*** Begin section ***

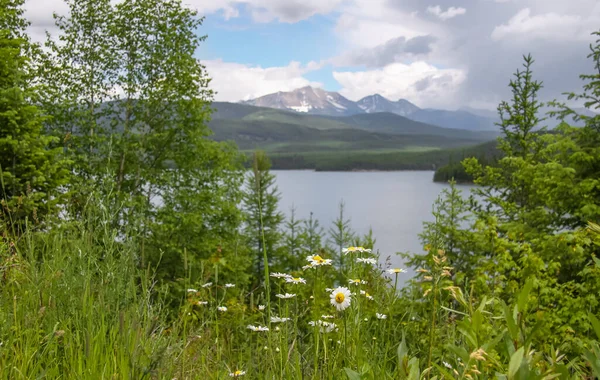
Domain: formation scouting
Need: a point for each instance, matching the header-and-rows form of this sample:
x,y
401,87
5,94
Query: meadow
x,y
135,245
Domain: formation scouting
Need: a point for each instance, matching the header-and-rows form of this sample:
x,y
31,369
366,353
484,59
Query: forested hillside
x,y
135,245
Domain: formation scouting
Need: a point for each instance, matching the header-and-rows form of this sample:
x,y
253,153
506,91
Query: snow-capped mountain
x,y
377,103
316,101
309,100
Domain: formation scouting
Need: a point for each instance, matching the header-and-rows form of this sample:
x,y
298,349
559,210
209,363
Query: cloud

*** End section ***

Exercise:
Return the material word for word. Pictures are not part of the copy.

Your response:
Domain: formation scouting
Need: a point for each instance, matching the header-and-rows form of this sample:
x,y
401,87
5,94
Query: meadow
x,y
135,245
Domain: formation scouting
Need: a point for each instance, matching the header-and-rows form of this sample:
x,y
31,369
366,353
484,59
Query: forested hillside
x,y
135,245
Domain: formation scouting
Need: a point for each instance, matching the header-and-rows form of this sample:
x,y
253,153
506,91
Query: snow-capped mountain
x,y
377,103
316,101
309,100
Domain: formation scouting
Need: a point for each instance, matching the header-and-rows form of this sample:
x,y
298,349
559,210
209,363
Query: cloud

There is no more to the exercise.